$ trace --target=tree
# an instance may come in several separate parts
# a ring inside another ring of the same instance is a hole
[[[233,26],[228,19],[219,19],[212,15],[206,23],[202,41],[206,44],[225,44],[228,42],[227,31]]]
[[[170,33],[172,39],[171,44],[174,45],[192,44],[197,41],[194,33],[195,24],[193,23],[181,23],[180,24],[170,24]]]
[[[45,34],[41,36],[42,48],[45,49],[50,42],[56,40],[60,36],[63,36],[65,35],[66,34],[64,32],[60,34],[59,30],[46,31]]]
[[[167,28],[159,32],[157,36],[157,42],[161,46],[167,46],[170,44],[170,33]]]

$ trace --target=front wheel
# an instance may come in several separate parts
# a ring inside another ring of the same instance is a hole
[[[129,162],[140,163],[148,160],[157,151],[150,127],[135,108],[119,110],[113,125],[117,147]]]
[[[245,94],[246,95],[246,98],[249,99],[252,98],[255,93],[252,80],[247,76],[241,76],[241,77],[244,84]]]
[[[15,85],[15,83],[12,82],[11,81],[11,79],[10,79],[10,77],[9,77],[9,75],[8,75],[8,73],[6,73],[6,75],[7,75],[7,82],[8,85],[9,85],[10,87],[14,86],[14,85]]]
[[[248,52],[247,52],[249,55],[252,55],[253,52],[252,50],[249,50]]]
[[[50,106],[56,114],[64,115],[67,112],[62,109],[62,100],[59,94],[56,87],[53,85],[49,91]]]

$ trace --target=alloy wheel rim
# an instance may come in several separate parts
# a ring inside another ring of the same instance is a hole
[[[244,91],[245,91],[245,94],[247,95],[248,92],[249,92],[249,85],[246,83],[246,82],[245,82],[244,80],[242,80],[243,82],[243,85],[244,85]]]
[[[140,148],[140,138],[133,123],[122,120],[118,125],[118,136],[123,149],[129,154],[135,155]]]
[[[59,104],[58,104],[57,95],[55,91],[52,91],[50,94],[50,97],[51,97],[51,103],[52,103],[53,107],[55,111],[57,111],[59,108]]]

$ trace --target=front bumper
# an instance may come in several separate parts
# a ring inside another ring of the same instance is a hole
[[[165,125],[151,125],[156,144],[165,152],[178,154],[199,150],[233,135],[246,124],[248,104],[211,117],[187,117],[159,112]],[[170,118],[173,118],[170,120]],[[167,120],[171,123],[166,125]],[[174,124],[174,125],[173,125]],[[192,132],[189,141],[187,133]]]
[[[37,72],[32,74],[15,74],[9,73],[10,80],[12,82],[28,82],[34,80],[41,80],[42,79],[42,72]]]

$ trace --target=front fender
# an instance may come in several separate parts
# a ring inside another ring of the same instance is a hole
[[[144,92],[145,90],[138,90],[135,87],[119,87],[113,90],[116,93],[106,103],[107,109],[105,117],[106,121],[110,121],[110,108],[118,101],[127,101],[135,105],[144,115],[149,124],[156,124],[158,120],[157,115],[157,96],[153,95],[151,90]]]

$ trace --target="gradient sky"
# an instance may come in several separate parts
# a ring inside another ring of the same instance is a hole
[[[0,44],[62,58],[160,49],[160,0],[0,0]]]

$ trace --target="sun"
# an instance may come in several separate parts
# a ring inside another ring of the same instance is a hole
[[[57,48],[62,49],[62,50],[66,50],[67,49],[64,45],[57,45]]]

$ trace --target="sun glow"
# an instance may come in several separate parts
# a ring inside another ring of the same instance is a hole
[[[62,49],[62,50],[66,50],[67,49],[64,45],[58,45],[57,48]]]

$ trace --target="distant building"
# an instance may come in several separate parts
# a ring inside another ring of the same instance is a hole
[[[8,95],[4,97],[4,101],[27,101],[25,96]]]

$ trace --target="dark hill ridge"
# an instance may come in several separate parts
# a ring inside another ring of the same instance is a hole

● ● ● ● ●

• Required work:
Copy the entries from the line containing "trace --target=front bumper" through the line containing "[[[57,48],[62,49],[62,50],[66,50],[67,49],[64,45],[57,45]]]", keeping both of those lines and changing nothing in between.

• Solution to this task:
$ trace --target=front bumper
# an instance may come in several separate parts
# a ring inside another ring of the same instance is a hole
[[[165,125],[151,125],[156,144],[165,152],[178,154],[199,150],[233,135],[246,124],[248,104],[211,117],[187,117],[159,112]],[[170,118],[173,118],[170,120]],[[167,120],[171,123],[166,125]],[[174,124],[174,125],[173,125]],[[192,132],[189,141],[187,133]]]
[[[37,72],[32,74],[15,74],[9,73],[10,80],[12,82],[28,82],[34,80],[41,80],[42,79],[42,72]]]

$ trace --target=front fender
# an instance may come in several separate parts
# a ring inside another ring of the same instance is a hole
[[[144,92],[145,90],[138,90],[135,87],[119,87],[113,90],[116,93],[106,103],[107,109],[105,117],[106,121],[110,121],[110,108],[118,101],[127,101],[135,105],[144,115],[149,124],[156,124],[158,120],[157,115],[157,96],[153,95],[151,90]]]

$ trace --target="gradient sky"
# an instance may come in several separate parts
# a ring inside another ring of the same instance is a hole
[[[0,44],[62,58],[160,49],[160,0],[0,0]]]

$ trace --target="sun"
# an instance may come in several separate parts
# a ring inside another ring of the same instance is a hole
[[[57,48],[62,49],[62,50],[66,50],[67,49],[64,45],[57,45]]]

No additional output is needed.